> **Problem requirements**
Everything in the data that follows has to be repeated verbatim.

=====

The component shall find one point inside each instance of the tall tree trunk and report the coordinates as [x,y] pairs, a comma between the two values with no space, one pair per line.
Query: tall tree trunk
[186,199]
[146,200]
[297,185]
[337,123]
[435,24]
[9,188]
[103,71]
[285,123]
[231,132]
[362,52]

=====

> **Task output**
The component shall find one point inside each instance of the tall tree trunk and report the coordinates as [x,y] pairs, a comma between the two values with no space, one pair per line.
Query: tall tree trunk
[186,199]
[146,200]
[297,185]
[337,123]
[435,24]
[9,188]
[103,71]
[285,123]
[231,132]
[362,52]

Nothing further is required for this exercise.